Action item – Continue the article on GPT-3's commercial use from its last sentence.

Page excerpt –
OpenAI has revealed that its GPT-3 language model is now being used by over 300 applications to generate an average of 4.5 billion words per day – a clear sign that AI-based text generation is here to stay.

Launched nine months ago, GPT-3 is one of the largest and most well-known text generation projects out there.

It famously penned an article for The Guardian in which it told humans not to be afraid of AI.

Nine months later the system is being tapped by OpenAI as a potential revenue stream — with Microsoft previously securing an exclusive license to distribute the language model.

From text to money generation

With GPT-3 already used in productivity, education, and game creation, it seems OpenAI has a text generation goldmine on its doorstep – and the company knows this.

In a blog post, OpenAI technical director Ashley Pilipiszyn appeared to further promote the model, suggesting there were “still many new capabilities of GPT-3 yet to be discovered.”

Pilipiszyn said OpenAI was looking to work with companies in the healthcare, biotech, and energy sectors, among others, to discover potential uses for its product.

She noted that OpenAI is “happy to support hackathons and provide API access [to GPT-3] for these events” – evidence of a change of direction from the model’s predecessor, GPT-2, which remains available under an open source license.

Aside from potential investment opportunities, OpenAI announced it was improving its platform with new features like a prompt library which provides use case design examples, enhanced search endpoints, and improved security.

Dataset extract –
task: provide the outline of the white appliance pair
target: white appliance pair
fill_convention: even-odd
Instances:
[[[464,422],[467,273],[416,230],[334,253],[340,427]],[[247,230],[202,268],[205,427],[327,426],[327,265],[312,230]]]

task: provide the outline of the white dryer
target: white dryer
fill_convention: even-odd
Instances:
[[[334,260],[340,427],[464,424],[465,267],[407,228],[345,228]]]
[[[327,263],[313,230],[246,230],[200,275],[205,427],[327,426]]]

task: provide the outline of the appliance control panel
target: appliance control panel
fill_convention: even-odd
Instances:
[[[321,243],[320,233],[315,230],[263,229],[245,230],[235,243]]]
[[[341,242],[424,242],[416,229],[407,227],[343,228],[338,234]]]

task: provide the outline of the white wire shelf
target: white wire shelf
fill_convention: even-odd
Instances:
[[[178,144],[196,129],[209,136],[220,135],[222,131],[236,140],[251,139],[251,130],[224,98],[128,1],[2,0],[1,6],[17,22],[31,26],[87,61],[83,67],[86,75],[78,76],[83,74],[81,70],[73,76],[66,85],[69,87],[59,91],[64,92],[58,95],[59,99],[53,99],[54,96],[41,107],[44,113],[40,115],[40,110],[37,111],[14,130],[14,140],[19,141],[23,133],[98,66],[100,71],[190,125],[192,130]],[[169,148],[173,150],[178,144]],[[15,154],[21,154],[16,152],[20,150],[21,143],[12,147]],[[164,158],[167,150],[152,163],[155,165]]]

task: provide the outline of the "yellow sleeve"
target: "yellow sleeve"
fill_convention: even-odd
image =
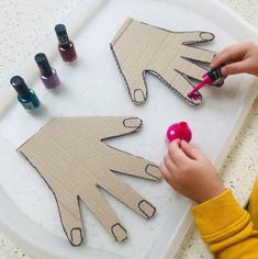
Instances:
[[[202,239],[220,259],[258,258],[258,230],[229,190],[192,207]]]

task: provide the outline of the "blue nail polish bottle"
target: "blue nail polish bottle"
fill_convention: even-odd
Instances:
[[[29,89],[22,77],[14,76],[10,80],[12,87],[18,92],[18,101],[29,111],[36,110],[41,102],[35,92]]]

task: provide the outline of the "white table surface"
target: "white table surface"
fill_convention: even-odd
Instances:
[[[0,2],[0,82],[16,68],[52,30],[81,0],[1,0]],[[257,0],[222,0],[258,27]],[[61,2],[61,4],[60,4]],[[248,40],[247,40],[248,41]],[[250,193],[258,168],[258,101],[238,134],[221,174],[240,204]],[[4,236],[0,236],[0,258],[31,258]],[[186,236],[177,258],[211,258],[194,227]]]

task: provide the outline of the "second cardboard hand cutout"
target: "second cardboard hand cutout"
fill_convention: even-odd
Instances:
[[[114,172],[158,181],[157,166],[102,142],[136,132],[141,126],[137,117],[55,117],[18,149],[53,191],[71,245],[79,246],[82,241],[79,198],[116,241],[127,238],[98,188],[144,218],[155,214],[156,209]]]
[[[135,104],[147,100],[145,72],[148,71],[189,104],[197,105],[202,95],[194,100],[188,97],[194,87],[190,79],[201,81],[206,70],[193,60],[210,64],[215,53],[192,45],[213,38],[207,32],[171,32],[127,19],[113,38],[111,49]]]

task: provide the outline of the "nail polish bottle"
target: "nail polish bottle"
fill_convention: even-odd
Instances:
[[[46,55],[43,53],[38,53],[35,56],[35,61],[41,70],[41,79],[44,86],[47,89],[56,88],[60,85],[60,80],[58,78],[58,75],[56,70],[51,67]]]
[[[165,142],[169,145],[170,142],[179,138],[180,140],[190,142],[192,138],[192,132],[187,122],[179,122],[170,125],[167,130]]]
[[[35,92],[32,89],[29,89],[23,78],[14,76],[11,78],[10,83],[18,92],[18,101],[30,111],[36,110],[41,102],[37,99]]]
[[[58,50],[64,61],[72,63],[77,58],[74,43],[69,40],[66,26],[64,24],[57,24],[55,26],[56,35],[58,38]]]

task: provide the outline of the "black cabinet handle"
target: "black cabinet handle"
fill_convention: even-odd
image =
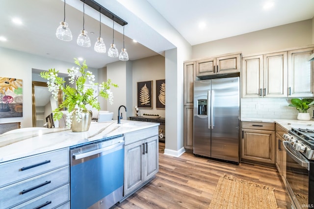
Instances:
[[[44,186],[45,185],[48,185],[48,184],[50,184],[50,183],[51,183],[51,181],[46,181],[46,182],[44,182],[43,183],[41,184],[40,184],[40,185],[37,185],[37,186],[33,186],[32,187],[31,187],[31,188],[28,188],[28,189],[24,189],[24,190],[23,190],[23,191],[21,192],[21,193],[22,194],[25,194],[26,193],[27,193],[27,192],[30,192],[30,191],[32,191],[32,190],[33,190],[34,189],[36,189],[36,188],[39,188],[39,187],[42,187],[42,186]]]
[[[21,168],[21,171],[23,171],[24,170],[27,170],[27,169],[29,169],[29,168],[32,168],[35,167],[39,166],[39,165],[43,165],[43,164],[45,164],[49,163],[50,163],[50,160],[46,161],[45,161],[44,162],[39,163],[35,164],[33,164],[33,165],[29,165],[28,166],[23,167],[22,168]]]
[[[51,204],[51,201],[47,201],[46,203],[44,203],[43,204],[40,205],[39,206],[37,206],[36,208],[34,208],[34,209],[39,209],[42,208],[44,208],[45,206],[48,206],[49,204]]]

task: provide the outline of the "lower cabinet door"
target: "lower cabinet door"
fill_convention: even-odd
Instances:
[[[148,139],[145,141],[145,158],[144,171],[145,181],[151,178],[158,172],[158,137]]]
[[[275,164],[275,132],[242,129],[241,160]]]
[[[144,182],[142,165],[144,140],[127,145],[124,148],[124,196],[136,190]]]
[[[51,209],[61,206],[70,201],[69,184],[52,191],[32,199],[12,209]]]

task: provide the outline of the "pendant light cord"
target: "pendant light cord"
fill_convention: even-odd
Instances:
[[[113,20],[113,18],[112,17],[112,22],[113,22],[113,25],[112,25],[112,44],[113,44],[113,41],[114,39],[114,21]]]
[[[124,25],[123,25],[123,48],[124,48]]]
[[[83,30],[85,30],[85,29],[84,29],[84,23],[85,23],[84,16],[85,16],[85,1],[84,1],[84,4],[83,4]]]
[[[99,37],[100,37],[100,31],[102,30],[102,16],[101,15],[100,7],[99,7]]]
[[[64,18],[63,18],[63,22],[65,22],[65,0],[64,0],[64,8],[63,9],[63,11],[64,12]]]

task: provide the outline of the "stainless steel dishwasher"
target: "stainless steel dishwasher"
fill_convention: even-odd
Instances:
[[[123,198],[124,139],[70,149],[71,208],[108,209]]]

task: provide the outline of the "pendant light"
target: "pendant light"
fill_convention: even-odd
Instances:
[[[99,37],[97,38],[97,41],[95,43],[94,50],[99,53],[106,53],[106,46],[104,43],[103,38],[101,37],[101,31],[102,30],[102,16],[100,12],[100,7],[99,8]]]
[[[72,40],[72,33],[68,26],[68,23],[65,22],[65,0],[64,0],[64,18],[63,22],[60,22],[60,25],[57,28],[55,36],[60,40],[70,41]]]
[[[90,46],[90,39],[87,35],[87,31],[85,30],[84,28],[84,17],[85,16],[85,1],[83,4],[83,30],[81,31],[81,33],[78,35],[77,43],[78,45],[80,46],[83,47],[89,47]]]
[[[129,60],[129,54],[127,52],[127,49],[124,47],[124,25],[123,25],[123,48],[121,49],[121,52],[119,55],[119,59],[122,61]]]
[[[108,50],[108,56],[110,57],[115,58],[119,56],[119,52],[116,47],[116,45],[113,44],[114,40],[114,20],[113,20],[113,19],[114,18],[113,17],[112,21],[113,22],[113,25],[112,26],[112,44],[110,45],[110,48]]]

Output of the exercise –
The latter point stands out, as the company emphasizes it will need developers to implement safety measures such as rate limits, user verification, testing, and human-in-the-loop requirements for their apps before they move into production.

OpenAI also developed and deployed a content filter that classifies text as safe, sensitive, or unsafe. “We currently have it set to err on the side of caution, which results in a higher rate of false positives,” the company said.

Even in its current state, AI-based text generation looks increasingly viable as a commercial service. For example, Fable Studios, not affiliated with the gaming franchise of the same name, uses GPT-3 to create realistic AI characters for immersive VR experiences. Web search startup Algolia utilizes it to improve its products, while Create Labs is making use of GPT-3 to enhance its social venture projects.

One of the ongoing issues facing language models is the quality of data labeling: a recent MIT study revealed that even the benchmark datasets used to test machine learning models were riddled with labeling errors.